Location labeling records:
^^^^
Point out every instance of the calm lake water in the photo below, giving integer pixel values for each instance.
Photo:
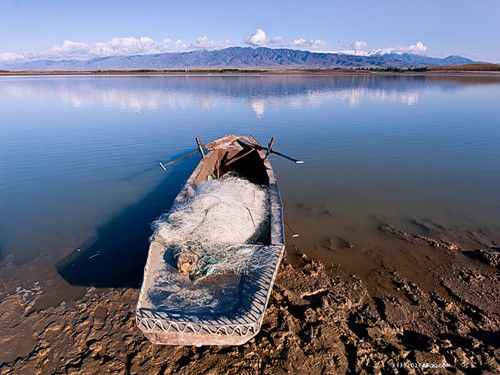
(80, 182)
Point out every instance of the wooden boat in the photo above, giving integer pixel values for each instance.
(237, 322)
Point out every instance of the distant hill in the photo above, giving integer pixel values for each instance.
(241, 58)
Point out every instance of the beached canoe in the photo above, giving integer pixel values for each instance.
(241, 298)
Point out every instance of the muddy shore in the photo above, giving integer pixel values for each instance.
(320, 319)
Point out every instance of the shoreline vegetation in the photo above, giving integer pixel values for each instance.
(444, 69)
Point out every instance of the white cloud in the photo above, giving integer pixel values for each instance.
(301, 42)
(359, 45)
(417, 48)
(70, 48)
(11, 56)
(258, 39)
(203, 42)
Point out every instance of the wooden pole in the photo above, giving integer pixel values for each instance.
(166, 165)
(200, 147)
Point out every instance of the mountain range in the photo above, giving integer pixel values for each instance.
(240, 58)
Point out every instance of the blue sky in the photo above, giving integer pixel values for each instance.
(95, 28)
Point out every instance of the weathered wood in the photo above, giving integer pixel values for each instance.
(174, 326)
(200, 147)
(166, 165)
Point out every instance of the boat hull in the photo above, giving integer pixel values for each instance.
(240, 324)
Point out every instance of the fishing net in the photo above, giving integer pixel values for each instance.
(215, 228)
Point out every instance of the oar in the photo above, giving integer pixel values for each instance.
(270, 150)
(199, 149)
(170, 163)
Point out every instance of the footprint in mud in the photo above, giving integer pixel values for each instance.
(317, 211)
(336, 242)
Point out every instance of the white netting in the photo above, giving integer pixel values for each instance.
(209, 230)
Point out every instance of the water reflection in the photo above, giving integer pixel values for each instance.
(78, 162)
(139, 94)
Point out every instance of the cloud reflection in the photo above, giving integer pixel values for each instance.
(260, 93)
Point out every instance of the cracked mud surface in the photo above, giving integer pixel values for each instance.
(320, 320)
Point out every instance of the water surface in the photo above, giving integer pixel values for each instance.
(79, 181)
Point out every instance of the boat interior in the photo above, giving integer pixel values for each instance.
(245, 161)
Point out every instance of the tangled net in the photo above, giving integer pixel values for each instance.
(216, 227)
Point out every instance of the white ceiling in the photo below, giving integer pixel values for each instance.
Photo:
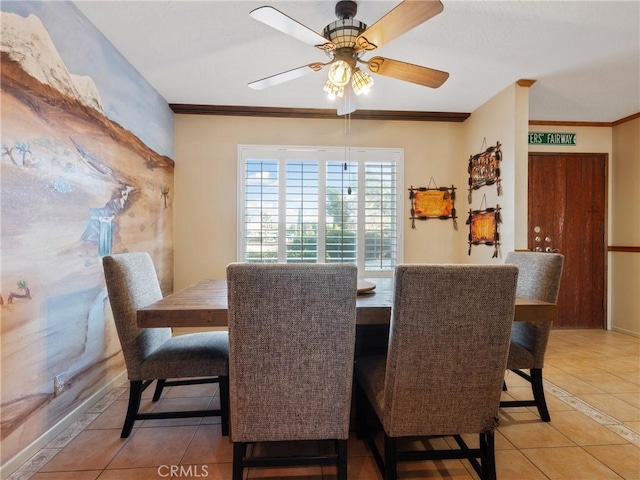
(584, 56)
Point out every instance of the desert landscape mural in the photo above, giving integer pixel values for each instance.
(75, 186)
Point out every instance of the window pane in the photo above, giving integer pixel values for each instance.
(261, 211)
(302, 212)
(380, 216)
(310, 205)
(342, 212)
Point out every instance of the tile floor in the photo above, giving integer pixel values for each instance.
(593, 392)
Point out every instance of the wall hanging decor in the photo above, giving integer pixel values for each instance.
(433, 202)
(483, 228)
(484, 169)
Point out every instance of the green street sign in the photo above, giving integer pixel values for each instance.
(552, 138)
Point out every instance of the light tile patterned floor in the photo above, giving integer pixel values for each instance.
(593, 392)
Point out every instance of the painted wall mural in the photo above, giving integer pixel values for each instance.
(82, 177)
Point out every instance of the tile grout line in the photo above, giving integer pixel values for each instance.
(38, 460)
(595, 414)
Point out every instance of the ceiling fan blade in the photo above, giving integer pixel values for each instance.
(285, 76)
(284, 23)
(401, 19)
(408, 72)
(347, 103)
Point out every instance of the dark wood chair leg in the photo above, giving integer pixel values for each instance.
(390, 463)
(239, 451)
(159, 386)
(224, 405)
(135, 394)
(488, 456)
(361, 412)
(538, 394)
(341, 447)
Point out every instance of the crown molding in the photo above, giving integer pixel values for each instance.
(269, 112)
(561, 123)
(272, 112)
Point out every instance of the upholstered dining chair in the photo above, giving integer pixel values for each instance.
(443, 372)
(291, 350)
(539, 278)
(153, 353)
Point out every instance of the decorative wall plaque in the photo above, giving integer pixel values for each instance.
(436, 202)
(484, 169)
(483, 228)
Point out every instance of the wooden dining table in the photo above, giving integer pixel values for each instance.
(204, 304)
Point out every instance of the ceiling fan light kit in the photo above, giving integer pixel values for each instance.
(346, 40)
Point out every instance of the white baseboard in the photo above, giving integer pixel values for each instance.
(13, 464)
(625, 331)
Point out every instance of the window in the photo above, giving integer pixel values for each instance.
(321, 205)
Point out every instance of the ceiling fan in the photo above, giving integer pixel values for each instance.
(346, 41)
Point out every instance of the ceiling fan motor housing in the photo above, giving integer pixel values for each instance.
(346, 9)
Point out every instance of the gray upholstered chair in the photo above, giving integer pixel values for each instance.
(291, 349)
(539, 278)
(153, 353)
(443, 372)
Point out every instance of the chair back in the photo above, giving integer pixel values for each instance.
(448, 347)
(539, 276)
(132, 284)
(291, 348)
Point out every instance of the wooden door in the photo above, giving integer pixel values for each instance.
(567, 214)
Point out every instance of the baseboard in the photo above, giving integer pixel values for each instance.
(13, 464)
(626, 332)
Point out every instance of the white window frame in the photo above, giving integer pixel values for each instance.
(360, 155)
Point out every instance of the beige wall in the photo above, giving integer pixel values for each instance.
(624, 228)
(206, 180)
(502, 119)
(622, 145)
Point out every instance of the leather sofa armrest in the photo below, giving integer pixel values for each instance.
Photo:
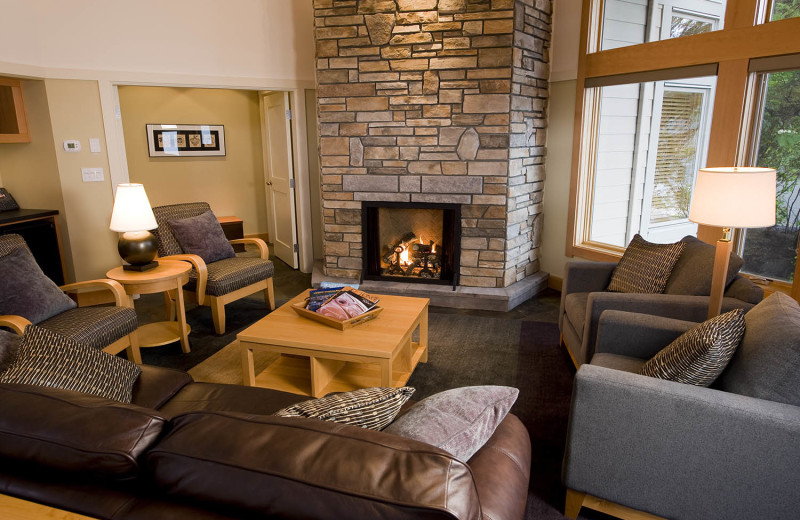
(306, 468)
(637, 335)
(681, 451)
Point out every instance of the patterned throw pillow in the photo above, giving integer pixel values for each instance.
(701, 353)
(371, 408)
(45, 358)
(203, 236)
(645, 267)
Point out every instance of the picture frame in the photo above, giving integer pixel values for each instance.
(171, 140)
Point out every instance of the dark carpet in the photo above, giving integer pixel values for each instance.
(519, 348)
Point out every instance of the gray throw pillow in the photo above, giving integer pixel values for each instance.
(203, 236)
(692, 272)
(645, 267)
(371, 408)
(767, 363)
(701, 353)
(45, 358)
(459, 421)
(26, 291)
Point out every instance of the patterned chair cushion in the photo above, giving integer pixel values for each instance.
(9, 243)
(45, 358)
(167, 243)
(231, 274)
(96, 327)
(645, 267)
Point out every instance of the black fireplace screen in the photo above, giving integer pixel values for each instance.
(411, 242)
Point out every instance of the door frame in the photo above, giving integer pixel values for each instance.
(118, 162)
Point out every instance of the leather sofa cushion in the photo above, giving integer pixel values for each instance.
(298, 468)
(74, 432)
(157, 385)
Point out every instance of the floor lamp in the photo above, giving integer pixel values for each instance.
(731, 197)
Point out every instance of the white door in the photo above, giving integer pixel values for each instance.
(279, 176)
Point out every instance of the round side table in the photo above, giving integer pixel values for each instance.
(170, 275)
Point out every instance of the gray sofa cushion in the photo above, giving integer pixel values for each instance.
(692, 272)
(767, 363)
(203, 236)
(618, 362)
(645, 267)
(26, 291)
(699, 355)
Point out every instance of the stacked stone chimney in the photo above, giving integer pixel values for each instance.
(436, 101)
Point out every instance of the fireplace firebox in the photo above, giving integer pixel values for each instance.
(411, 242)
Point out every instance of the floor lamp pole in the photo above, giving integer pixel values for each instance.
(720, 274)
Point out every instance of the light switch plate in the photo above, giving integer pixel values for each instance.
(92, 174)
(72, 145)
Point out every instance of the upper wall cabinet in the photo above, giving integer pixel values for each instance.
(13, 123)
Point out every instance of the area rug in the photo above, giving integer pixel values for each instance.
(467, 350)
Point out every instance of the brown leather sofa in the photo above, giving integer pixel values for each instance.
(187, 450)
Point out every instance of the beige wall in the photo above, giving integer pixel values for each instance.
(242, 38)
(561, 115)
(75, 114)
(30, 170)
(233, 184)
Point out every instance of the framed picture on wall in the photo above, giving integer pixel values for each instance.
(185, 140)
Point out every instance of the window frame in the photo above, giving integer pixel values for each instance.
(744, 35)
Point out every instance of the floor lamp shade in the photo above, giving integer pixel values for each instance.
(734, 197)
(133, 217)
(731, 197)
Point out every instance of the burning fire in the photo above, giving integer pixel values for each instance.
(404, 256)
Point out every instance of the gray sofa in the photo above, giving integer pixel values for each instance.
(681, 451)
(584, 298)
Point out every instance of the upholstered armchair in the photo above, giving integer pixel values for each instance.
(110, 328)
(584, 296)
(681, 451)
(216, 283)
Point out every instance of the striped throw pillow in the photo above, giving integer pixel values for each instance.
(701, 353)
(645, 267)
(46, 358)
(372, 408)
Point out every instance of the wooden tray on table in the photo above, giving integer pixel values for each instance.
(300, 309)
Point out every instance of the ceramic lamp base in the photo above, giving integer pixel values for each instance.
(138, 248)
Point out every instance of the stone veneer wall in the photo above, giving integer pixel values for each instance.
(436, 101)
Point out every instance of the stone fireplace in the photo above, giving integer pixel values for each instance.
(435, 101)
(411, 242)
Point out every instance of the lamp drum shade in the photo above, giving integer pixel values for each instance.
(734, 197)
(132, 211)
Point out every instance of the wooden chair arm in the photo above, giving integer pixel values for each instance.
(15, 323)
(120, 297)
(262, 246)
(202, 272)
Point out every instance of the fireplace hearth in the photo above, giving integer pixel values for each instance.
(411, 242)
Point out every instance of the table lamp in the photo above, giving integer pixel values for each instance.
(133, 217)
(731, 197)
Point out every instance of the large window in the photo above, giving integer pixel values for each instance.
(668, 87)
(651, 139)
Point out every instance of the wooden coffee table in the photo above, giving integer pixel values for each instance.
(314, 359)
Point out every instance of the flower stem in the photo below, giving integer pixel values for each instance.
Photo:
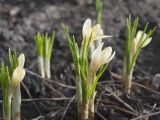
(41, 66)
(6, 105)
(84, 111)
(47, 68)
(16, 104)
(128, 81)
(79, 97)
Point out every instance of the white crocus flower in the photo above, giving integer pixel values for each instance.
(96, 31)
(19, 72)
(136, 41)
(99, 58)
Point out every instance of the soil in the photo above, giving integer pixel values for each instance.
(20, 20)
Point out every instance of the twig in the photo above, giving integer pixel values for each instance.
(144, 87)
(100, 115)
(53, 89)
(51, 81)
(27, 91)
(46, 99)
(120, 100)
(64, 113)
(124, 110)
(134, 83)
(144, 116)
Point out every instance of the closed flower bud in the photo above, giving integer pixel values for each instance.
(136, 41)
(19, 72)
(99, 58)
(96, 31)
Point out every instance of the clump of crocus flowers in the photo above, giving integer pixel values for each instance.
(135, 42)
(88, 74)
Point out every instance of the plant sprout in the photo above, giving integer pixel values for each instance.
(99, 18)
(44, 46)
(10, 78)
(88, 74)
(134, 44)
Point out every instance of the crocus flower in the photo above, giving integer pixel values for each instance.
(136, 41)
(96, 31)
(99, 58)
(19, 72)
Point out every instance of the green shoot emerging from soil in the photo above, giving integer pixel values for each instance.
(134, 44)
(88, 74)
(10, 82)
(99, 18)
(44, 45)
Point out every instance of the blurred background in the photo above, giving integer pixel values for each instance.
(21, 19)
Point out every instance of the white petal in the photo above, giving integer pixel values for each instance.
(111, 57)
(106, 53)
(18, 76)
(139, 34)
(86, 28)
(21, 60)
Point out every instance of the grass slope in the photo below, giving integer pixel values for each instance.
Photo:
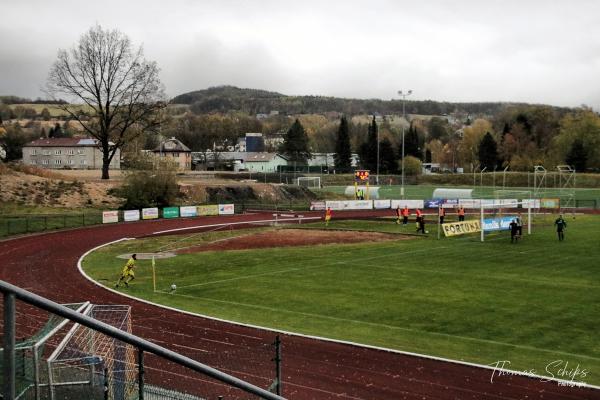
^^^^
REQUIRED WORK ▸
Write out, please, the lines of the listing above from the one with "Point out every instance of the crocus" through the very last, exactly as given and with no pictures.

RESPONSE TO THE TASK ▸
Point out every instance of the crocus flower in the photo above, giving integer pixel values for each instance.
(136, 41)
(96, 31)
(99, 58)
(19, 72)
Point out every instance of the green shoot emerging from soil in the photo above, giving integer pixel values for each instance.
(134, 44)
(88, 74)
(10, 82)
(99, 18)
(44, 45)
Point out every instance of the blurred background in the photo above, giving integer pixel values for each instance.
(21, 19)
Point out every instance of the white petal in the photo above, giving integer pixel values for each instance.
(111, 57)
(106, 53)
(18, 76)
(139, 34)
(86, 28)
(21, 60)
Point out every instance of the grass slope in the photo below, giving integer pixel values for each instance.
Photo:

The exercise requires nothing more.